Start of DATA PROVIDED

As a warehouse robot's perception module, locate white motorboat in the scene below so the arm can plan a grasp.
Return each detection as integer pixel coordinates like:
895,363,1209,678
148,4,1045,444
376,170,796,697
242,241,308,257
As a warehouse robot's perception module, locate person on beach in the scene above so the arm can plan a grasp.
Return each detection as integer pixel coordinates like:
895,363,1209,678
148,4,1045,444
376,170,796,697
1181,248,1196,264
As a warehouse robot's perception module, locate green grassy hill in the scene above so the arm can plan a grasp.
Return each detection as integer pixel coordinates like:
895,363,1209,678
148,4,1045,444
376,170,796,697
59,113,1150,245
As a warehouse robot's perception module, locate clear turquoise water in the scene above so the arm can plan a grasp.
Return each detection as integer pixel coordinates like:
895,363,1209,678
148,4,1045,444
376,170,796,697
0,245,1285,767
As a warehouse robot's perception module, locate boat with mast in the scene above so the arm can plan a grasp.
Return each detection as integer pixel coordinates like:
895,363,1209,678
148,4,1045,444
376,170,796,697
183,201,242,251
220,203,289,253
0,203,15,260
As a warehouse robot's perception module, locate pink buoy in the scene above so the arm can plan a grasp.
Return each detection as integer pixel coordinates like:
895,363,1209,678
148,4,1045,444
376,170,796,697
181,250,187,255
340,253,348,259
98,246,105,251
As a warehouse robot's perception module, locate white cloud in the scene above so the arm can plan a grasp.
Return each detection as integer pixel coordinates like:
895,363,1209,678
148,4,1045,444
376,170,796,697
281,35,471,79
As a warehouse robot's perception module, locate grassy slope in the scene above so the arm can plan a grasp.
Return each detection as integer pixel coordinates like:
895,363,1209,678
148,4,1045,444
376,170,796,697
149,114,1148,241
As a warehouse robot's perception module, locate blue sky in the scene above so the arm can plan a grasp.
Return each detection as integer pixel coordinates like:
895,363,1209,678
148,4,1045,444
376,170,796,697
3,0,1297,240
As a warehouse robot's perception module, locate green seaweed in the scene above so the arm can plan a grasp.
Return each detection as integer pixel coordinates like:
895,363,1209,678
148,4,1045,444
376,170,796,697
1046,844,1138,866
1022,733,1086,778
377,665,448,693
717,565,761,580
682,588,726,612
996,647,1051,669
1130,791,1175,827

End of DATA PROVIDED

> WORK TO BE COMPLETED
Could you filter the material above and copy each line that holds the word "grassy"?

> FINISHED TASK
As a warehouse robot's perception module, locate green grassy hill in the scene above so the arm can plan a grasp.
As a warehouse robot's perception module, locate grassy slope in the scene above so the arm can plan a grasp.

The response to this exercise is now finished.